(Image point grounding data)
────────────────────────────────────────

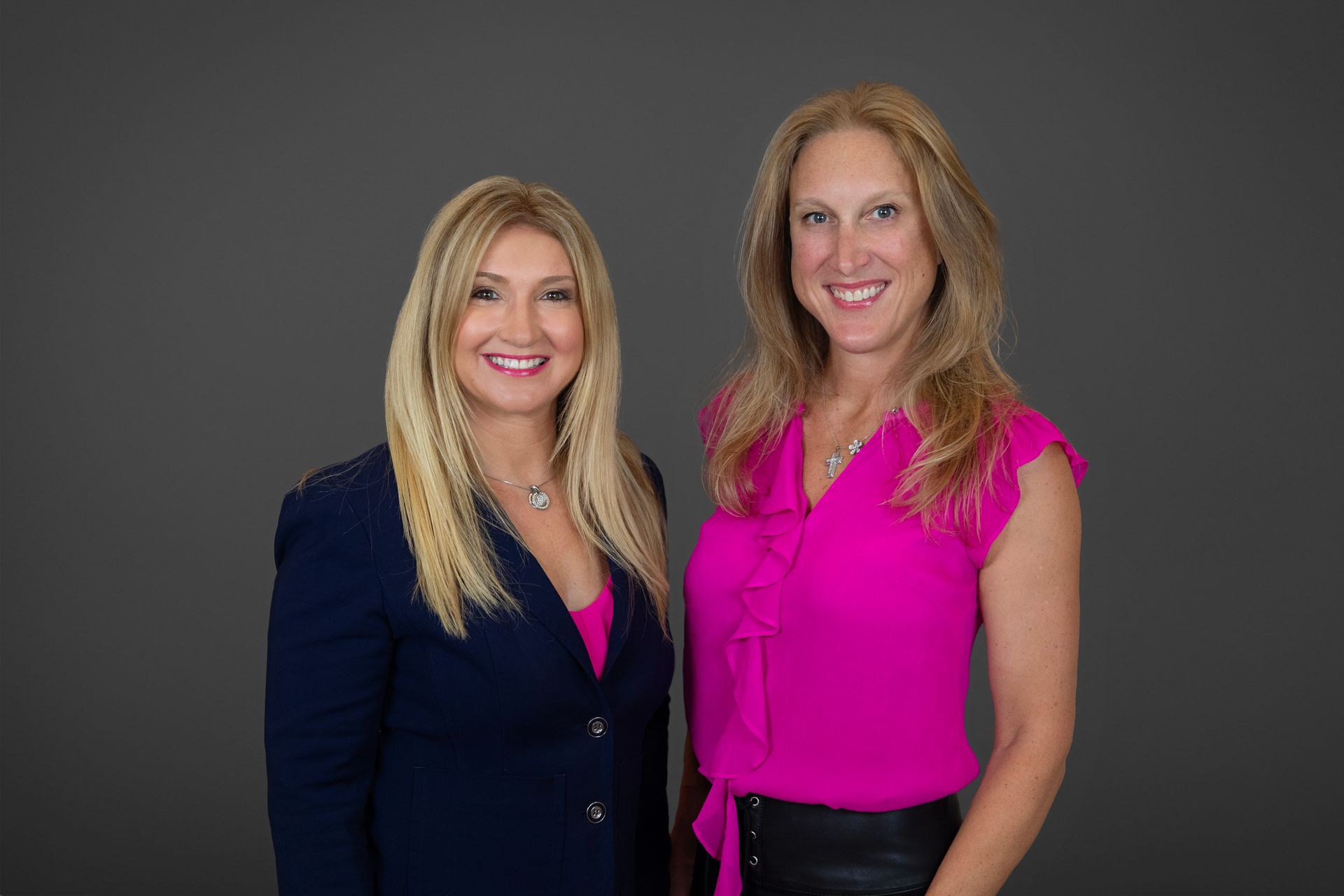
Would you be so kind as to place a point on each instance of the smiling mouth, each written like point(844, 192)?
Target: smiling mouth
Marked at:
point(517, 365)
point(862, 295)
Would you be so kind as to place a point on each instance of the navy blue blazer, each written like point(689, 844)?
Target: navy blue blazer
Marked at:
point(402, 761)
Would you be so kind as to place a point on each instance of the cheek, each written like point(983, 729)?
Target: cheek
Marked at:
point(808, 251)
point(470, 335)
point(566, 332)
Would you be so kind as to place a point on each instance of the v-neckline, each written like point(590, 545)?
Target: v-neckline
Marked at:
point(803, 451)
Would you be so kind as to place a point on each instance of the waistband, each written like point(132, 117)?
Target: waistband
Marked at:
point(812, 848)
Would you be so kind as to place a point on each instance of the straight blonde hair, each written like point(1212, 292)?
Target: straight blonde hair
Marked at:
point(951, 386)
point(435, 456)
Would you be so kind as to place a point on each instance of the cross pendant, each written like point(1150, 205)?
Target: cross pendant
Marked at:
point(832, 463)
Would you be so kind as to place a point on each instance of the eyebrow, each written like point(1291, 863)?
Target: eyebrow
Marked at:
point(498, 279)
point(885, 194)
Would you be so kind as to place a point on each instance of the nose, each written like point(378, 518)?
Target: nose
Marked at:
point(521, 326)
point(851, 248)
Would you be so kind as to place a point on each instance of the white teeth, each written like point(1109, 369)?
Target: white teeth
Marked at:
point(514, 363)
point(859, 295)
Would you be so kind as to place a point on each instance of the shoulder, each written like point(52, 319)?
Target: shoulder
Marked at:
point(655, 475)
point(353, 489)
point(1027, 434)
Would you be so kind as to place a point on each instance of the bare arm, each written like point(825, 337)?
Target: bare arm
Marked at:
point(1028, 596)
point(695, 788)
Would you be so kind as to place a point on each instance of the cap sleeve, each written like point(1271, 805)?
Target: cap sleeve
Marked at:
point(1028, 435)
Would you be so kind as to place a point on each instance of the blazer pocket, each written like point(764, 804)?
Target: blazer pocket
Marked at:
point(486, 833)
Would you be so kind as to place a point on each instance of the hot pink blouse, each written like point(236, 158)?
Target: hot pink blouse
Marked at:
point(828, 650)
point(594, 625)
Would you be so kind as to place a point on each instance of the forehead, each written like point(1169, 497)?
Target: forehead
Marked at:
point(521, 251)
point(848, 162)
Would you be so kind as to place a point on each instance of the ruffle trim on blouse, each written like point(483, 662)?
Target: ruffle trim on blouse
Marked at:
point(1031, 433)
point(781, 504)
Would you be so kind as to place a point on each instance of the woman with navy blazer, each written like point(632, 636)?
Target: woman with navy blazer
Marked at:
point(448, 707)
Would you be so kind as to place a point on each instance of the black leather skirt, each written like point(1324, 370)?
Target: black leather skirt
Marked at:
point(792, 849)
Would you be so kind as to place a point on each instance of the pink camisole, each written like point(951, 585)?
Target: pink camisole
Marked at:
point(594, 625)
point(827, 650)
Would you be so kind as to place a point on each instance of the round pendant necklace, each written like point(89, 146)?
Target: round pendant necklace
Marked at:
point(536, 496)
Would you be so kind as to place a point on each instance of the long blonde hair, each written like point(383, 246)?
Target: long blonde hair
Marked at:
point(435, 454)
point(951, 386)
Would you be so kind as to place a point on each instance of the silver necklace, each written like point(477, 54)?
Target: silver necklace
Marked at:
point(835, 460)
point(536, 496)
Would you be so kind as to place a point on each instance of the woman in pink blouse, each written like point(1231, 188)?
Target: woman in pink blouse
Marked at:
point(881, 492)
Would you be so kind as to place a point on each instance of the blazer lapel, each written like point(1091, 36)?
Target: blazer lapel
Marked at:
point(622, 617)
point(539, 596)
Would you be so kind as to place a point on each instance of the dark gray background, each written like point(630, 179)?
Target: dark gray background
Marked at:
point(210, 216)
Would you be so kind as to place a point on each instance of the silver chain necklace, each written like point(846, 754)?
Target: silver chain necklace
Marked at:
point(835, 460)
point(536, 496)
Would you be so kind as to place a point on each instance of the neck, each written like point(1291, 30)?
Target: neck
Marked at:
point(515, 448)
point(858, 384)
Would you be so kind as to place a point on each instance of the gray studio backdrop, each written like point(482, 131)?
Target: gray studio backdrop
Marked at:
point(210, 216)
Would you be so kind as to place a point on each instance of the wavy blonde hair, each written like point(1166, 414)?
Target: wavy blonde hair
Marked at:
point(951, 386)
point(435, 456)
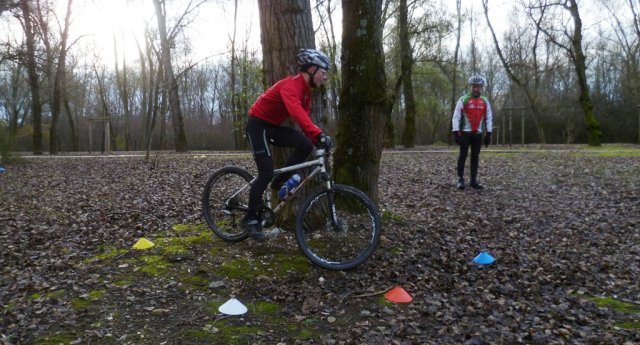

────────────────────────────────────────

(Your objective) Please copy the data shown above word for word, omitting the pictures.

(Solved problem)
Would you be so kind as to place a point on each instance of the smiling mouth, each written like point(844, 192)?
Target: smiling mouth
Marked at:
point(517, 365)
point(862, 295)
Would you be so kind as to place a point on each instance of the navy blue blazer, each written like point(689, 844)?
Target: navy blue blazer
Marked at:
point(402, 761)
Would you be so kind as to place a point on each instance of the cheek, each written like point(983, 729)?
Target: cheek
Marked at:
point(808, 251)
point(470, 335)
point(566, 332)
Would you be so kind as to place a point on each instance of the v-neckline, each written like point(590, 545)?
Target: v-neckline
Marked at:
point(803, 451)
Would you be so kind as to place a point on each instance of the waistband, each written like point(132, 117)?
Target: waistband
Marked at:
point(812, 848)
Would you be so kind as to place a point on each instance of the straight blonde hair, each written like point(1212, 292)?
Target: straight blonde hair
Marked at:
point(951, 386)
point(435, 456)
Would you be so kind as to place a point on each instance of the cross pendant, each written like point(1150, 205)?
Target: cross pendant
Marked at:
point(832, 463)
Would you be so kind as to place a point on each instance of the eyebrow, each written like point(1291, 863)?
Target: eyebrow
Marked at:
point(498, 279)
point(885, 194)
Would you be so kind as to place a point on each instance of the nose, each written like point(378, 518)?
Target: nose
Marked at:
point(521, 326)
point(851, 248)
Would you be so kind as to place a point on each instance of the white teeth, each written like point(1109, 369)?
Target: white teeth
Marked at:
point(514, 363)
point(859, 295)
Would you be so kind as to place a point on each instance of the shoulder, each written like point(52, 319)?
Target: shoulder
Marked at:
point(655, 475)
point(353, 489)
point(1027, 434)
Would you be so kind as to place a point on each instance of the bare arm, each written like point(825, 337)?
Target: bare arm
Marked at:
point(1028, 596)
point(695, 788)
Would you be so kind as to place a point on each instance of the cap sleeve, each written like point(1271, 805)?
Target: cap sleeve
Marked at:
point(1028, 435)
Would you be so kind as to place a point on each instance of the blazer pocket, each written like point(764, 804)?
Target: blazer pocket
Marked at:
point(486, 833)
Would you be so kind as to place a point on each instance of the hot pink blouse, each written like point(236, 158)?
Target: hot pink blouse
Marked at:
point(828, 650)
point(594, 625)
Would you be so kind as to place a point on each instance of the forehead, each written like point(1169, 497)?
Target: forehead
Marked at:
point(521, 251)
point(848, 162)
Would you be so kind as to place a point on each instance of the ruffle trim on blouse, each written like point(483, 662)?
Target: ruffle trim on blouse
Marked at:
point(1031, 433)
point(781, 504)
Would you be so kind as to place a point on each instance of the woman with navy blazer, each written like point(632, 636)?
Target: woman with navy blazer
Marked at:
point(448, 707)
Would you be so kind as to place a point on each instance of the black leather skirt, each written like point(1324, 370)?
Target: black leather skirt
Marked at:
point(792, 849)
Would you be so kind as to place a point on each instance of the pink camisole, each written like point(951, 585)?
Target: pink camisole
Marked at:
point(594, 625)
point(827, 650)
Would you be so kind as to place a point on each instance of the round pendant necklace, each written like point(89, 146)?
Target: round pendant necklace
Marked at:
point(536, 496)
Would you be so kind as to place a point on each instance of the long blonde hair, each written like point(383, 246)?
Target: long blonde hair
Marked at:
point(435, 454)
point(951, 386)
Would you be so kind as to place a point on each instance of the silver necklace, each written like point(477, 54)?
Target: silver necklace
Marked at:
point(835, 460)
point(536, 496)
Would you be so kind as to place a point on each instance of the woman in pink blouse, each written like point(1231, 188)?
Target: woman in pink blouse
Marked at:
point(881, 492)
Would you be so kind as to place a point on each instance of the blazer lapel, each written like point(1091, 36)?
Target: blazer lapel
Marked at:
point(622, 617)
point(539, 596)
Would you be so kind as to place a point on each instance of the dark gray background, each written like point(630, 179)?
Target: dark gray background
Marked at:
point(210, 216)
Would you be so kind as to place a point on each instance of the silver chain necklace, each written like point(846, 754)?
Target: silver chain necklace
Marked at:
point(835, 460)
point(536, 496)
Would you be so kind as to place a point on each instance of the neck, each written like point(1291, 30)?
Target: neck
Marked at:
point(515, 448)
point(858, 384)
Would you be so kind as to place a point on each instance of the gray studio backdrop, each written like point(482, 131)?
Target: gray studio backdrop
Marked at:
point(210, 216)
Would you be so kind as to place a point on each instance of the wavy blonde hair, each written like point(1166, 414)?
Target: wavy blonde hair
Marked at:
point(951, 386)
point(435, 456)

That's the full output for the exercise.